__Source passage__
==============================
Read about how successful these members have been!
Attend one of our informational HopeBuilders breakfasts to learn more about the Champlain Housing Trust and the affordable housing work we do in northwestern Vermont.
Cooperative Housing Program
In a housing cooperative ‘the members are the landlord.’ Members work together to keep their property and their community running well. The aspect of shared control and responsibility makes co-ops different from renting or owning.
Co-op housing isn’t for everyone, but it’s ideal for people who want to be involved with their neighbors in creating community.
Financially, joining a co-op is like renting -- members do not buy any real estate. The level of security, control, and responsibility involved in co-op living amounts to an ‘ownership mindset’ without the financial investment of buying a home. The aspect of members working together is unique to cooperatives.
CHT Co-ops at a glance:
We have five co-ops in the Burlington area with a total of 81 apartments. We are developing a new co-op on Bright Street in Burlington's Old North End, with 42 apartments and townhomes. It is tentatively expected to open in the summer of 2015 and we have started a waitlist for it.
==============================
Shape labeling records:
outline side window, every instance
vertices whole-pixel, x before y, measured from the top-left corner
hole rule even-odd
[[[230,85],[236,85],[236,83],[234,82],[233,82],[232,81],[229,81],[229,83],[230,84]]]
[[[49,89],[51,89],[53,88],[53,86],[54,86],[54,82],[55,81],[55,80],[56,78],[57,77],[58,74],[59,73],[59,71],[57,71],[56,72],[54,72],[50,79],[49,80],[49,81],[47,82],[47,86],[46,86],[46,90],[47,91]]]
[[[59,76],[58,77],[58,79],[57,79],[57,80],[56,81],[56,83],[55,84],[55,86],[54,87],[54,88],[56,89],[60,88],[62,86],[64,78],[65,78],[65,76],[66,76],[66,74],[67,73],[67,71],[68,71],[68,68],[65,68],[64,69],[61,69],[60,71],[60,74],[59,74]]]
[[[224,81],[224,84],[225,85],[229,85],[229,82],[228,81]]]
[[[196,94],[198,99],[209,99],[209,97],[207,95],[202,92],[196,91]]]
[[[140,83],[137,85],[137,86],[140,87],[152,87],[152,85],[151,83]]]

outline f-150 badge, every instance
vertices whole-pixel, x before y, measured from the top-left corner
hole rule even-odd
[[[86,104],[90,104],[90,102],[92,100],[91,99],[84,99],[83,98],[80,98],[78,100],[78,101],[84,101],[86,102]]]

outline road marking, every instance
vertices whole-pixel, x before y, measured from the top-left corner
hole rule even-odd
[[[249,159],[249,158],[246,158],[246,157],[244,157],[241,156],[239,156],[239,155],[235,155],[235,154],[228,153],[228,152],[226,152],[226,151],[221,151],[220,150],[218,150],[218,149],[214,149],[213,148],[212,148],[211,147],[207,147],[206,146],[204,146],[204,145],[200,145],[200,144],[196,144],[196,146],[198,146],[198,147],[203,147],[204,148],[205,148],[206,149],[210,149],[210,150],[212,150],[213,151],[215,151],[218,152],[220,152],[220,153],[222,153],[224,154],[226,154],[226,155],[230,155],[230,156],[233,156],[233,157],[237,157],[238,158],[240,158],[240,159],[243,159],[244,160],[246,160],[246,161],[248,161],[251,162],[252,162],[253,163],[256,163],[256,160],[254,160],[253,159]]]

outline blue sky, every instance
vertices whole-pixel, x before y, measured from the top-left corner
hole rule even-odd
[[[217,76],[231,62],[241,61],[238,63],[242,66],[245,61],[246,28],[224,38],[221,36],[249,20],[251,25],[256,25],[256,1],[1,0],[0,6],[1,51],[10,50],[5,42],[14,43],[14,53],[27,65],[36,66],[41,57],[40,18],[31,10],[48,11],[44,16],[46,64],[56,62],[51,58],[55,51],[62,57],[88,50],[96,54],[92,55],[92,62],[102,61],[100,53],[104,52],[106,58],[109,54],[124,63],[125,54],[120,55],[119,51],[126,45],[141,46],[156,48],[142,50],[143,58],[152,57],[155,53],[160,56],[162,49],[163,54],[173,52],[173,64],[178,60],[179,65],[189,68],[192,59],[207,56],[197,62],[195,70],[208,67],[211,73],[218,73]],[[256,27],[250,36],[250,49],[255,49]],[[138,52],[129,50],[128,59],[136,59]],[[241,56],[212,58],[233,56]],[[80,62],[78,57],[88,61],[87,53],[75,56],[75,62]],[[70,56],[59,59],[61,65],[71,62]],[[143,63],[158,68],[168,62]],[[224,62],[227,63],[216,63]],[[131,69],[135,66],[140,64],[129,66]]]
==============================
__Goal A__
Answer the following from the cooperative housing passage.
(i) According to the passage, who is the landlord in a housing cooperative?
(ii) How many co-ops does the trust have in the Burlington area, and how many apartments do they hold in total?
(iii) On what street is the new co-op being developed?
__Goal B__
Print the section of the cooperative housing passage from "Read about how" to "in creating community.".

__Task answer A__
(i) The members are the landlord.
(ii) Five co-ops, with a total of 81 apartments.
(iii) Bright Street, in Burlington's Old North End.

__Task answer B__
Read about how successful these members have been!
Attend one of our informational HopeBuilders breakfasts to learn more about the Champlain Housing Trust and the affordable housing work we do in northwestern Vermont.
Cooperative Housing Program
In a housing cooperative ‘the members are the landlord.’ Members work together to keep their property and their community running well. The aspect of shared control and responsibility makes co-ops different from renting or owning.
Co-op housing isn’t for everyone, but it’s ideal for people who want to be involved with their neighbors in creating community.